▶ _Work instructions_
Look through the material below. Return exactly the lines from the one with "Could you spot the green tree" through the one with "Could you spot the stirrup", both included.

▶ _Given data_
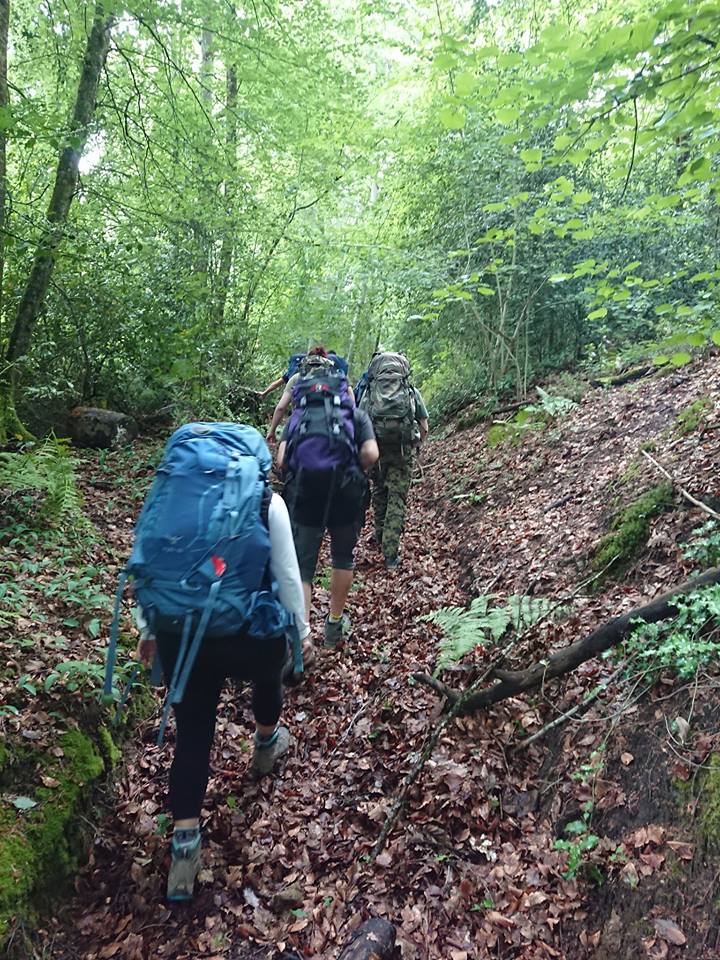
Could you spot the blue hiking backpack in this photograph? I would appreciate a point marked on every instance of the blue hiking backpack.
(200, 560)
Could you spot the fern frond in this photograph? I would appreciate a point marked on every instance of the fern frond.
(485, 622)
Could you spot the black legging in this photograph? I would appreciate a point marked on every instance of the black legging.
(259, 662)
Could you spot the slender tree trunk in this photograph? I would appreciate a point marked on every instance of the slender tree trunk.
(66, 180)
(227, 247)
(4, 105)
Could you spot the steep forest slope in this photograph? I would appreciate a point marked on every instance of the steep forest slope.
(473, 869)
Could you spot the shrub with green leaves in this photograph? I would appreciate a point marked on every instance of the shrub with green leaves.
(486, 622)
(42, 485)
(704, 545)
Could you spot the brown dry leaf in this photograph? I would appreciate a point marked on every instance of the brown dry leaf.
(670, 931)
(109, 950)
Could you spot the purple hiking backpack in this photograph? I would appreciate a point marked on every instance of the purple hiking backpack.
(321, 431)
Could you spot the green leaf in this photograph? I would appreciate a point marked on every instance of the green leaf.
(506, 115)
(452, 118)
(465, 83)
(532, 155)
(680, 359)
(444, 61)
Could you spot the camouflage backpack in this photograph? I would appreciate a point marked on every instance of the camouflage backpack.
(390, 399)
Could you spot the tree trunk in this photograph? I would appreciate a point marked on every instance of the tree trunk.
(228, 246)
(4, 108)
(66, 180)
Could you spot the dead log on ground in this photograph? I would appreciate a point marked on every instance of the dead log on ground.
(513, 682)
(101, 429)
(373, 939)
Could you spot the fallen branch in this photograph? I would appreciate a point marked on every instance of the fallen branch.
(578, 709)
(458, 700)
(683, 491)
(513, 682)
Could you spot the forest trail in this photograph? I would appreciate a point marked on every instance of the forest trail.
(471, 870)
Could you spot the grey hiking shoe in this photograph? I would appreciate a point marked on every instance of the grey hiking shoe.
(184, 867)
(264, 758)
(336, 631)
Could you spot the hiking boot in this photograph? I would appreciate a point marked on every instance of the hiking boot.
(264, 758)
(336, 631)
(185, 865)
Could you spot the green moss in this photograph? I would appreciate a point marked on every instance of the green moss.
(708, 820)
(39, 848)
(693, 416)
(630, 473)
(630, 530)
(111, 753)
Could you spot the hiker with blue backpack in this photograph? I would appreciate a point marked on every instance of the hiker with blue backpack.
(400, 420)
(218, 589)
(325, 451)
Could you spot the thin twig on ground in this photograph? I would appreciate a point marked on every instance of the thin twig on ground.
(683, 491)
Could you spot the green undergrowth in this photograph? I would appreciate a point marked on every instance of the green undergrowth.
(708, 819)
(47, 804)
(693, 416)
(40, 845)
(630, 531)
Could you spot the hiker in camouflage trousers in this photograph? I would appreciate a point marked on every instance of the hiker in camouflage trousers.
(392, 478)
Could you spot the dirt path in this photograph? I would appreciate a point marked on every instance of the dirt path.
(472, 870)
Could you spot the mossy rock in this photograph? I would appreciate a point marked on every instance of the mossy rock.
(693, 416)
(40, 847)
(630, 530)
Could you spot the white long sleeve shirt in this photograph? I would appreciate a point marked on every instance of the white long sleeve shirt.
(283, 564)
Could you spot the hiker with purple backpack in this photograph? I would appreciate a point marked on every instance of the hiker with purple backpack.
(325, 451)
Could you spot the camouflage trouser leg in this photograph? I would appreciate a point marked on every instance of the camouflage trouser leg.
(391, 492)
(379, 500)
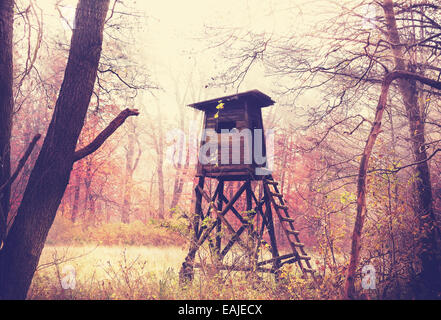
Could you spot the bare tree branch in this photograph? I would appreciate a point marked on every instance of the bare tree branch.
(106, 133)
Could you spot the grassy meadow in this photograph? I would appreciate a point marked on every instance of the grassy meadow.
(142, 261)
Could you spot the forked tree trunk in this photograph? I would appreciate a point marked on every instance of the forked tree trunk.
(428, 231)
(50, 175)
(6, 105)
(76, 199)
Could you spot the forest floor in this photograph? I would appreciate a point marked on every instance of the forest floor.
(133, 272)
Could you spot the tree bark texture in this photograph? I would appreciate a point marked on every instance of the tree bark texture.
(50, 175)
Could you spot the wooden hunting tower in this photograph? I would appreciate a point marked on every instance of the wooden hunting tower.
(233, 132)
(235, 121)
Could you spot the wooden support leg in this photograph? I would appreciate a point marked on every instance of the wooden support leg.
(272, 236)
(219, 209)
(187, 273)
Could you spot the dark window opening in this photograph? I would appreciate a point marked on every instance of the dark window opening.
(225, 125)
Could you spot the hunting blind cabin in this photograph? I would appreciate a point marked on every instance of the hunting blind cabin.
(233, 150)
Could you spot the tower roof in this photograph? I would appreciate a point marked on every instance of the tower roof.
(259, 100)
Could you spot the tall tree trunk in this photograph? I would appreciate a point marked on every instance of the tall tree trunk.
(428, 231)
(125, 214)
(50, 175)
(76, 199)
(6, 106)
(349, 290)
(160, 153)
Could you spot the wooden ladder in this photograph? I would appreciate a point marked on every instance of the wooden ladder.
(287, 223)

==

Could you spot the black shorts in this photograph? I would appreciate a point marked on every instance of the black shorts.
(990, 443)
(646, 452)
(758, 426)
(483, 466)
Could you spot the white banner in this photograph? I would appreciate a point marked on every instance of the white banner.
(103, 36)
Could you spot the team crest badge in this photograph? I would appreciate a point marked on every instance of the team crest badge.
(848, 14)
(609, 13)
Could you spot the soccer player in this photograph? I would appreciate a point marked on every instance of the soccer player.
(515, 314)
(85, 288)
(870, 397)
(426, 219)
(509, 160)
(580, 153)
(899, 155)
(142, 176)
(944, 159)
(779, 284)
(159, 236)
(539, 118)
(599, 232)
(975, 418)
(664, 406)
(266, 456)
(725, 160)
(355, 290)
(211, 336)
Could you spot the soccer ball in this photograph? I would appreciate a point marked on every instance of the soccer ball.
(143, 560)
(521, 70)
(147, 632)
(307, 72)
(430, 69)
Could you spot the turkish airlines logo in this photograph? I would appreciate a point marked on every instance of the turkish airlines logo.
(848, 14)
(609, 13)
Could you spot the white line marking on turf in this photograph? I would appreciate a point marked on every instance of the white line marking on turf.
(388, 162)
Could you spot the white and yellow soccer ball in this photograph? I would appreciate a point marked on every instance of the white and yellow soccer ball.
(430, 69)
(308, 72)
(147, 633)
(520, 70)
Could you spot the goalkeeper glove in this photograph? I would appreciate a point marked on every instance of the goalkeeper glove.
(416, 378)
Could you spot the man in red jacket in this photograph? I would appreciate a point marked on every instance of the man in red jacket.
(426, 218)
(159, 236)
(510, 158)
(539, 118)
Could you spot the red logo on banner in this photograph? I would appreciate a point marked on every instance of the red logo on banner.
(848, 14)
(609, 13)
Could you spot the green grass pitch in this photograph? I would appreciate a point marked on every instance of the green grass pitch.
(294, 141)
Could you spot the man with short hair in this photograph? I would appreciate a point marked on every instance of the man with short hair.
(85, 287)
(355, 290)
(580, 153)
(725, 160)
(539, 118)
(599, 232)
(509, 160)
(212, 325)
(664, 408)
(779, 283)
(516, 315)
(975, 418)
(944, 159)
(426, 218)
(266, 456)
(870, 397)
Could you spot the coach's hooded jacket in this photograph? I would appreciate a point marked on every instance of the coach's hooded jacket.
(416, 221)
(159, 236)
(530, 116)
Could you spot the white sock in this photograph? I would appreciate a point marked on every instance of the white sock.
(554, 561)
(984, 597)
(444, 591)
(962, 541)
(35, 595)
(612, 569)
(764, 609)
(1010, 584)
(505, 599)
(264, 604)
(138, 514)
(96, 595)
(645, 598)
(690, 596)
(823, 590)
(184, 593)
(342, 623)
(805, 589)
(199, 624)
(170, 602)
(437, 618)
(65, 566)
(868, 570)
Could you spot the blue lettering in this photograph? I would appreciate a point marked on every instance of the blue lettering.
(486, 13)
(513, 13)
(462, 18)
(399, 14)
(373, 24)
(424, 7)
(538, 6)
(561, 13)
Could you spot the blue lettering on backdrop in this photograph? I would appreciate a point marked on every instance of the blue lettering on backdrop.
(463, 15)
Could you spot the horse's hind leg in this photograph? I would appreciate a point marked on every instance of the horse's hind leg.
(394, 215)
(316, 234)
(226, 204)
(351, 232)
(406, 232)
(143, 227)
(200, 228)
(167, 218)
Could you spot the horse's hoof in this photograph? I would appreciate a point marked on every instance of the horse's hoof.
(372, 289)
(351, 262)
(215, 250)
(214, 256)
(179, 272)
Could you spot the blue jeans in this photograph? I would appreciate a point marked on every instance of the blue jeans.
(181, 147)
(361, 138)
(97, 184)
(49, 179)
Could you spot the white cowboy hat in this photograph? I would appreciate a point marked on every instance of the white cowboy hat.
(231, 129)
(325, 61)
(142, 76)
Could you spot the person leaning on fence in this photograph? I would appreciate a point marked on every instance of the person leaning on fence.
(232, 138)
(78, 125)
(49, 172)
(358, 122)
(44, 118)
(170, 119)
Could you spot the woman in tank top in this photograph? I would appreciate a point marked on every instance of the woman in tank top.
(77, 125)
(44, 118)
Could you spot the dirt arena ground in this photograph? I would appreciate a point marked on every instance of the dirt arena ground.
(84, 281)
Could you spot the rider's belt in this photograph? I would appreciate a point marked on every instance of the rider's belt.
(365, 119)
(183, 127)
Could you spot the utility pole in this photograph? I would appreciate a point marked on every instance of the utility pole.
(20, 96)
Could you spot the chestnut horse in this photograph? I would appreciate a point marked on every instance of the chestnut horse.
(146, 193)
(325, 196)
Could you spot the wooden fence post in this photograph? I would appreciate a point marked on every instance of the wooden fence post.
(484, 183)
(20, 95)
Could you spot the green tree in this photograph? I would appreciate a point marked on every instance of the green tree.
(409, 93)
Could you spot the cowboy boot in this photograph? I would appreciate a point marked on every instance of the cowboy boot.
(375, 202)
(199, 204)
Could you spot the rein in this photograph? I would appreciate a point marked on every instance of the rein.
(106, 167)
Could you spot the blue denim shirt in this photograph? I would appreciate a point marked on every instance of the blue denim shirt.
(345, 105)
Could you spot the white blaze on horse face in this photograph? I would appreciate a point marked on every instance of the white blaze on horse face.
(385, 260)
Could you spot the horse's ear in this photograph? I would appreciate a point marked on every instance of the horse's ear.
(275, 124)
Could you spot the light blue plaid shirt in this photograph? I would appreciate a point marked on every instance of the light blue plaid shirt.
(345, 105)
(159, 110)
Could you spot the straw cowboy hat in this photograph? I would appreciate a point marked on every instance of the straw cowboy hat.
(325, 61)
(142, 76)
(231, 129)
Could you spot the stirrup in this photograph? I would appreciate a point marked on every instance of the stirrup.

▶ _Output below_
Could you spot the green tree in this photograph? I would appreciate a point marked on every instance of the green tree.
(409, 93)
Could you spot the cowboy boot in this photograph? I would appreciate a point marked on every instance of the cowboy boot.
(375, 202)
(199, 204)
Could you spot the rein in this photograph? I would appreciate a point marked on every instance of the rein.
(106, 167)
Could you spot the blue denim shirt in this photograph? I would appreciate a point marked on every instance of the blue denim shirt.
(345, 105)
Could you spot the white blaze on horse face in this photograph? I would appreciate a point marked on every instance of the white blaze on horse face.
(385, 260)
Could you spot the horse's ear in this photograph? I would appreciate a point marked on every instance of the horse's ear.
(275, 124)
Could you spot the light blue plaid shirt in this photograph? I would appreciate a point marked on every instance of the light blue plaid shirt.
(345, 105)
(159, 110)
Could you spot the straw cowboy hat in this photograph? I would appreciate a point marked on every instance of the straw cowboy hat.
(325, 61)
(142, 76)
(231, 129)
Could you spot the stirrup in this photograph? I would appreciate a point marked on every instance of the stirrup.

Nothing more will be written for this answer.